**任务要求**
a) 根据SQL自连接一文回答下列问题:
(i) 对相同的表进行的连接叫什么?
(ii) Products表以哪一列为主键?
(iii) "--排序"这一段向表中插入了几行数据?
b) 从最后一行之后续写SQL自连接这篇教程。

**原文摘录**

+---+

SQL进阶系列之2自连接

写在前面

一般地,SQL的连接运算根据其特征的不同,有着不同的名称,比如内连接、外连接、交叉连接等,这些连接大多是以不同的表或视图为对象进行的,针对相同的表进行的连接成为自连接。理解自连接有助于我们理解SQL面向集合的语言特性。

可重排列、排列、组合

CREATE TABLE Products
(name VARCHAR(16) PRIMARY KEY,
 price INTEGER NOT NULL);

--可重排列·排列·组合
INSERT INTO Products VALUES('苹果',	50);
INSERT INTO Products VALUES('橘子',	100);
INSERT INTO Products VALUES('香蕉',	80);

--排序
DELETE FROM Products;
INSERT INTO Products VALUES('苹果',	50);
INSERT INTO Products VALUES('橘子',	100);
INSERT INTO Products VALUES('葡萄',	50);
INSERT INTO Products VALUES('西瓜',	80);
INSERT INTO Products VALUES('柠檬',	30);
INSERT INTO Products VALUES('香蕉',	50);

--不聚合,查看集合的包含关系
DELETE FROM Products;
INSERT INTO Products VALUES('橘子',	100);
INSERT INTO Products VALUES('葡萄',	50);
INSERT INTO Products VALUES('西瓜',	80);
INSERT INTO Products VALUES('柠檬',	30);
-- 可重排列(3*3种结果)

+---+

**数据摘录**
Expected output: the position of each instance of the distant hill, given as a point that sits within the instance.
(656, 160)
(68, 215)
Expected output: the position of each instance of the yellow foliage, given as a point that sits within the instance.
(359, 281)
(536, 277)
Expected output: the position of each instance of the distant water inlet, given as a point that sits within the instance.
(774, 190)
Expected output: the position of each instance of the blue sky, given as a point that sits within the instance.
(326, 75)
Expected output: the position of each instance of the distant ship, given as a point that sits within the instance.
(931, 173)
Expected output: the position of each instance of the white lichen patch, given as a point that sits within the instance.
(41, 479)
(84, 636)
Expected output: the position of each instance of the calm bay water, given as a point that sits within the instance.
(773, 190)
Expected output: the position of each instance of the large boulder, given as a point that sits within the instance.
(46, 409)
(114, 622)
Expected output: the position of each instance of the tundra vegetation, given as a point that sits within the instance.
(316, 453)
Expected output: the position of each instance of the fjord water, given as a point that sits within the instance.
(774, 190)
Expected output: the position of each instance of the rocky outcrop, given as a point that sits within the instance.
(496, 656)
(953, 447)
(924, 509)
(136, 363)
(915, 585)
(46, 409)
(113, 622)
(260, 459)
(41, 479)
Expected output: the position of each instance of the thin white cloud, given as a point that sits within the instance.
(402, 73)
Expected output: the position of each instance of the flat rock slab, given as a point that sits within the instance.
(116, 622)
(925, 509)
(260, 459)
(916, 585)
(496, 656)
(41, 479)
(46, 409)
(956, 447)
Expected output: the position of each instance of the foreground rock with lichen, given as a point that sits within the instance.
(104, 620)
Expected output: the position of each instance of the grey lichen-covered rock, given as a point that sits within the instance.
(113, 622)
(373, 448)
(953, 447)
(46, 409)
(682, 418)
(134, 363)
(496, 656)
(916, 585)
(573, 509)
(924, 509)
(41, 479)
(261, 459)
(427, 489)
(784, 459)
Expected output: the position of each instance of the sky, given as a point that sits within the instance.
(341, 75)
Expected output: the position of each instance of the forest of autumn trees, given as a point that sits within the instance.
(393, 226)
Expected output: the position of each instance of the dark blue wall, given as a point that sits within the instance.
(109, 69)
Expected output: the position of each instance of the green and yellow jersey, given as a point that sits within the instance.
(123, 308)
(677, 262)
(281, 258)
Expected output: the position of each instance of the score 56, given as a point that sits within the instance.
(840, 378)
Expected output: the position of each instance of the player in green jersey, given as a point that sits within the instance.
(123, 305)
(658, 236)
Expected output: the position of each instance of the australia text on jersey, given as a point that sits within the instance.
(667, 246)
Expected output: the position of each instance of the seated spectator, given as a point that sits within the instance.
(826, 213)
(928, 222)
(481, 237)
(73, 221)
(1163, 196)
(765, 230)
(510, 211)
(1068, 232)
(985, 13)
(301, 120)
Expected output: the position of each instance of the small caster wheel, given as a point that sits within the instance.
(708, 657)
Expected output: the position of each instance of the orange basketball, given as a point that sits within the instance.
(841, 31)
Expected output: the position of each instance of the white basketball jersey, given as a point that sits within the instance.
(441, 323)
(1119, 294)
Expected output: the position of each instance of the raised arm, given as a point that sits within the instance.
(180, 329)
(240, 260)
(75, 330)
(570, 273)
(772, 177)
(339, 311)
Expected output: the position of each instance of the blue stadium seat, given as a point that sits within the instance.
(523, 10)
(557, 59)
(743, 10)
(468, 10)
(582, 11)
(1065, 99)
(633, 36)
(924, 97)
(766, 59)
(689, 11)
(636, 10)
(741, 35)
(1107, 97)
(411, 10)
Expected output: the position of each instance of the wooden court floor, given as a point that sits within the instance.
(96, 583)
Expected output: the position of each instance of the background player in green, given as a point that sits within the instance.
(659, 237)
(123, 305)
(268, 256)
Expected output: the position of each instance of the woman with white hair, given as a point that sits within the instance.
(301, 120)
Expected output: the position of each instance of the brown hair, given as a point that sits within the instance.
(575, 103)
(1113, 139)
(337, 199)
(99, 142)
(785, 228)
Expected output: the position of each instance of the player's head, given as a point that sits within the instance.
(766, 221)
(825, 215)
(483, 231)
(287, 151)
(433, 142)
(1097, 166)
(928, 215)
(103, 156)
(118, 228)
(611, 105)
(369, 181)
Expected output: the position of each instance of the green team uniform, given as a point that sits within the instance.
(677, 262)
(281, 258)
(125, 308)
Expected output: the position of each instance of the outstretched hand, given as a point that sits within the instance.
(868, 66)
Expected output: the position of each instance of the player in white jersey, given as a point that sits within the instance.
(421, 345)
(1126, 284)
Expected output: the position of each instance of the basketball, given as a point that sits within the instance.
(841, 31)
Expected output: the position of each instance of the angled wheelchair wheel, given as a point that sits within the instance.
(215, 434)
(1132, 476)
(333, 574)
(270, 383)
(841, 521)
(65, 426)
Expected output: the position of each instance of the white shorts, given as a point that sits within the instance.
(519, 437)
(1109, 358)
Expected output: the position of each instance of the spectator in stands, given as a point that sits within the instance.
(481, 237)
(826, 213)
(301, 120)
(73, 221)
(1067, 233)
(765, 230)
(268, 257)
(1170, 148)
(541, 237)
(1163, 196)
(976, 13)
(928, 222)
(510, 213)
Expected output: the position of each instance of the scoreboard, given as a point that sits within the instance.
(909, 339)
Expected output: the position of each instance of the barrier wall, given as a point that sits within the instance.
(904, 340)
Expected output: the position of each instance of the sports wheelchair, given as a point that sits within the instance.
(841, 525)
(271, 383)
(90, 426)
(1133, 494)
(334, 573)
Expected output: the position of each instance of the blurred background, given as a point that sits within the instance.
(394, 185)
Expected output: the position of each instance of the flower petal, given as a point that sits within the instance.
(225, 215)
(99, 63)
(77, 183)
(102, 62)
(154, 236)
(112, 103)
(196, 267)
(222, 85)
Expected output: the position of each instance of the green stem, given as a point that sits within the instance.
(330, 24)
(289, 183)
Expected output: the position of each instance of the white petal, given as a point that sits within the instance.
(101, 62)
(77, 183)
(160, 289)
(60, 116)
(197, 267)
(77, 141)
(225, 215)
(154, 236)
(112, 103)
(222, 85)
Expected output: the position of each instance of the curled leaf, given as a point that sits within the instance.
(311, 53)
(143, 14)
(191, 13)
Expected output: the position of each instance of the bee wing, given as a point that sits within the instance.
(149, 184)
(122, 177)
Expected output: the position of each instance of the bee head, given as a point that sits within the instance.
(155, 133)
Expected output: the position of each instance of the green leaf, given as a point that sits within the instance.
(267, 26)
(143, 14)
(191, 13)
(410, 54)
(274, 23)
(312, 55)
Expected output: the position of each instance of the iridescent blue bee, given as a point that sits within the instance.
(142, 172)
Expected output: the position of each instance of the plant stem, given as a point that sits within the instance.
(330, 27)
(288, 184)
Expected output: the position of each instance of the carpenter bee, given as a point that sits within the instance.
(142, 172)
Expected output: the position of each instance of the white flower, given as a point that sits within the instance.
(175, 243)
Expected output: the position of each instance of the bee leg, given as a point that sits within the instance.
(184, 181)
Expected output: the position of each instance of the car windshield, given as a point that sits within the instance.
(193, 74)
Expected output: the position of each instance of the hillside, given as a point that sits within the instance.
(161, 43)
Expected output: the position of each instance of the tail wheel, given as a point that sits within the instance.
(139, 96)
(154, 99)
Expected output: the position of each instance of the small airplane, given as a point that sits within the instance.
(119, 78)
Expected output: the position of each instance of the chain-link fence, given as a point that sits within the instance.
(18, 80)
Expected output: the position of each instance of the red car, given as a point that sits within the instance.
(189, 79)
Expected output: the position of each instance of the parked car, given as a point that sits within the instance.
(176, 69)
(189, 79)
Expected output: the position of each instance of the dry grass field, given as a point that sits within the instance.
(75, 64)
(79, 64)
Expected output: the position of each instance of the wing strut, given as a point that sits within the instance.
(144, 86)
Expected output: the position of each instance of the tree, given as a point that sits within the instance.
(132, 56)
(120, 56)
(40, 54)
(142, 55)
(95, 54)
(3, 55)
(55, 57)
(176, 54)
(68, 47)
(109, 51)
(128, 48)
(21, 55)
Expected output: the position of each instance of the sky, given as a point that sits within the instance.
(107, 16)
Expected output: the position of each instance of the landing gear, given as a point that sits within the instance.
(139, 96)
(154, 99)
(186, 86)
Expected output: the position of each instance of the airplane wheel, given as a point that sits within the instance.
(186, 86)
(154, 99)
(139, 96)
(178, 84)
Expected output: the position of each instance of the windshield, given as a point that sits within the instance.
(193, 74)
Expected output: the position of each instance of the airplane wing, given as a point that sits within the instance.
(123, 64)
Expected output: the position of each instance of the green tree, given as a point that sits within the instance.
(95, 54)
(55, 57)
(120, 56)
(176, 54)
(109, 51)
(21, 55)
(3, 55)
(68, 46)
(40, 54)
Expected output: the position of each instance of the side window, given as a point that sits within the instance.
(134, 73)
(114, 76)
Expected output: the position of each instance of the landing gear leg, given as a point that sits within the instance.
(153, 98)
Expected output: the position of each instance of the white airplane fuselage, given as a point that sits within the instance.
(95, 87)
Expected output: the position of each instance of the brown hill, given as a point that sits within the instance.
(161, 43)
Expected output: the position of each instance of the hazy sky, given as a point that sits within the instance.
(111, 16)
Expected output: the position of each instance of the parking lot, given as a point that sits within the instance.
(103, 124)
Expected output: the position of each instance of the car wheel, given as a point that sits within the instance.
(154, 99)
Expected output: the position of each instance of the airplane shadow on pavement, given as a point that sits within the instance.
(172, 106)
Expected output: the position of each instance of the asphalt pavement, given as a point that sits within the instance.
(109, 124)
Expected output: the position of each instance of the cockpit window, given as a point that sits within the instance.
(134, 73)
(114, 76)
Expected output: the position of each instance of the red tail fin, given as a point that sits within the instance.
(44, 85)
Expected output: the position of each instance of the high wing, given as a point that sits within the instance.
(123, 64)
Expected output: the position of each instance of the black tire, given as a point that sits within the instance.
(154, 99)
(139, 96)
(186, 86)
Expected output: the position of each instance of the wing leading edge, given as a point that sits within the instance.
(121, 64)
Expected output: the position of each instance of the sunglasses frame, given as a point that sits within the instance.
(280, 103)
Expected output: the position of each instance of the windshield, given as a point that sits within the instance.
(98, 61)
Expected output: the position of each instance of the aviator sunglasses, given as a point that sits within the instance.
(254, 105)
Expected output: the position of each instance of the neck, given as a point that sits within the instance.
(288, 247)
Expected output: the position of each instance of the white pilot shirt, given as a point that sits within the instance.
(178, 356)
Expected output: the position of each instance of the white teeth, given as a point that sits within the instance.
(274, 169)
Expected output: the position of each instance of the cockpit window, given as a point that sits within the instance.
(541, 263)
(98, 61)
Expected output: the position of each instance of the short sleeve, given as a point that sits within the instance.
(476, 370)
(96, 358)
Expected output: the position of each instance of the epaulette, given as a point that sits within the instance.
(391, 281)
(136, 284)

+---+

**参考答案**
a)
(i) 自连接
(ii) name
(iii) 6行

b)
SELECT P1.name AS name_1,P2.name AS name_2 FROM Products P1,Products P2;
-- 排列($P_3^2$种结果)
SELECT P1.name AS name_1,P2.name AS name_2 FROM Products P1,Products P2 WHERE P1.name <> P2.name;
-- 组合($C_3^2$种结果)
SELECT P1.name AS name_1,P2.name AS name_2 FROM Products P1,Products P2 WHERE P1.name > P2.name;
-- 组合 非等值自连接
SELECT P1.name AS name_1,P2.name AS name_2,P3.name AS name_3 FROM Products P1,Products P2,Products P3 WHERE P1.name > P2.name AND P2.name > P3.name;

删除重复行

-- 用于删除重复行的SQL语句(1):使用极值函数(仅支持Oracle)
DELETE FROM Products P1 WHERE rowid < (SELECT MAX(P2.rowid) FROM Product P2 WHERE P1.name = P2.name AND P1.price = P2.price)
-- 用于删除重复行的SQL语句(1):使用非等值连接
DELETE FROM Products P1 WHERE EXISTS (SELECT * FROM Products P2 WHERE P1.name = P2.name AND P1.price = P2.price AND P1.rowid < P2.rowid)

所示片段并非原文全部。